- Short problem 1
Pull out every line in the records below that contains the word "foliage".

- Document
**********

XML maps onto PSYC at best as a sort of list of values assigned to XQuery-like variables. The same information is thus flattened out. This sounds quite respect lacking, but when considering uppercase compact variables, it may actually be a viable approach to map the XML tree structure into that, depending on the depth and complexity of the data. It could work out for mere structural uses of XML, such as XMPP, while it probably explodes into too many elements if applied to a text markup such as XHTML.
Text markup therefore belongs into the body, which isn't very surprising really, while having complex structures accessible in a flat manner brings several advantages, as the analysis below elaborates. To understand the context of the comments following, you may want to open the property wishlist into a separate window.
4 Algorithmic Properties 4.1 Processing Efficiency
Looks like PSYC scores pretty well here, we worked hard to optimize parsing and rendering, and since we do not try to handle tree-like complexity, our data binding is pretty nice and straightforward.
4.2 Small Footprint 4.3 Space Efficiency
Certainly smaller than any XML parser. Even with advanced features we are very good at this.
5 Format Properties 5.1 Accelerated Sequential Access
No indexing built-in, but it doesn't make much difference whether a packet is in memory in raw form or if it is parsed. Once parsed, a hash is a natural storage medium, thus making it easy to access specific elements immediately.
In the words of the XBC document, PSYC is clearly delta-based as it continuously modifies state using its + and - operators. A schema-based approach is also planned using signatures while a lossy plan isn't considered.
5.3 Content Type Management
Hm, what about psyc/whatever as a content type? ;) I like the sound of that - Coyo
PSYC supports both +/- deltas, but also inheritance.
5.5 Directly Readable and Writable
The newly invented uppercase characters in compact mode, which applications can use freely, should do the trick since PSYC will simply pass them around transparently.
5.6 Efficient Update
Updating parts of a document, which in our model is the state of a particular entity, is obviously trivial with our +/-/=/: operators. Doing in-depth updates of complex data structures like lists and tables isn't considered yet. Wouldn't it be sufficient that all parts that may need dynamic updating are flattened out into top-level variables?
If you really insist on having dynamic changes of subparts of complex data structures, a suitable syntax can be developed (or may even exist in embryonic state in some experimental projects like ppp) but it should only be an optional module rather than a core feature of PSYC, since we don't want the job of implementing PSYC become too complex and torturous.

**********

- Short problem 2
According to the PSYC text above, what is a natural storage medium for a packet once it has been parsed?

- Dataset records

**********

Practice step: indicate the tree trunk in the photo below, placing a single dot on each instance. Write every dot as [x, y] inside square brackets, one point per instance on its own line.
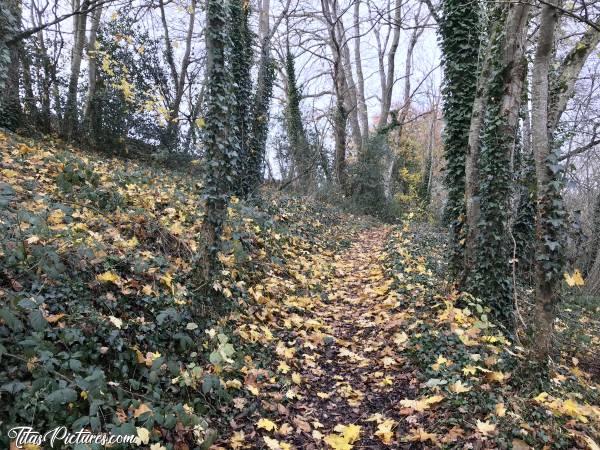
[360, 80]
[547, 272]
[10, 105]
[92, 70]
[472, 199]
[70, 119]
[388, 88]
[221, 158]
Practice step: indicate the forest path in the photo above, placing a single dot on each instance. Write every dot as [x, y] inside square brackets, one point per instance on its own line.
[351, 385]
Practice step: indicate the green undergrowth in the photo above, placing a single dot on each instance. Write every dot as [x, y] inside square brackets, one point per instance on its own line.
[486, 392]
[102, 322]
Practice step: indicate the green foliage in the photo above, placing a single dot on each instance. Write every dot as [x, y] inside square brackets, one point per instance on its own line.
[221, 143]
[301, 151]
[125, 106]
[460, 36]
[524, 221]
[491, 278]
[260, 122]
[9, 26]
[241, 57]
[366, 178]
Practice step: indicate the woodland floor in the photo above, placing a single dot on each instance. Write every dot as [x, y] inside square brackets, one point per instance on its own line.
[332, 331]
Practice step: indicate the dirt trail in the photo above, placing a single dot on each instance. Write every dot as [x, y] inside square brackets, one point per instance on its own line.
[358, 377]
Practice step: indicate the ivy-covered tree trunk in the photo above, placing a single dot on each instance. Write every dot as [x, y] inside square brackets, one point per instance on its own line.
[259, 130]
[10, 106]
[593, 246]
[221, 148]
[548, 229]
[491, 278]
[459, 38]
[241, 64]
[299, 145]
[70, 119]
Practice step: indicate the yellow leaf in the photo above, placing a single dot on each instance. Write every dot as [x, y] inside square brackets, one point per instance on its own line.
[486, 428]
[142, 409]
[459, 388]
[266, 424]
[116, 321]
[296, 378]
[283, 367]
[574, 280]
[469, 370]
[500, 410]
[274, 444]
[590, 443]
[176, 228]
[54, 317]
[237, 440]
[108, 277]
[337, 442]
[420, 435]
[143, 435]
[384, 431]
[499, 377]
[350, 432]
[167, 280]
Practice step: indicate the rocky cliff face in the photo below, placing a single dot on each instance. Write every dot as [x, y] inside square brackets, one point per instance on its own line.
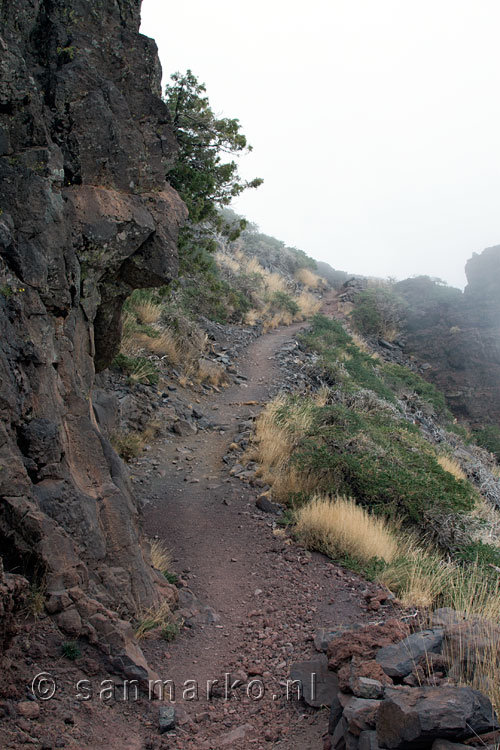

**********

- Full answer 1
Practice step: indicate the green foliage in the photo above, placing a single dot on each instance. Write every dot as [x, y] inside square brackets, one point per instance on its own line.

- Full answer 2
A hash.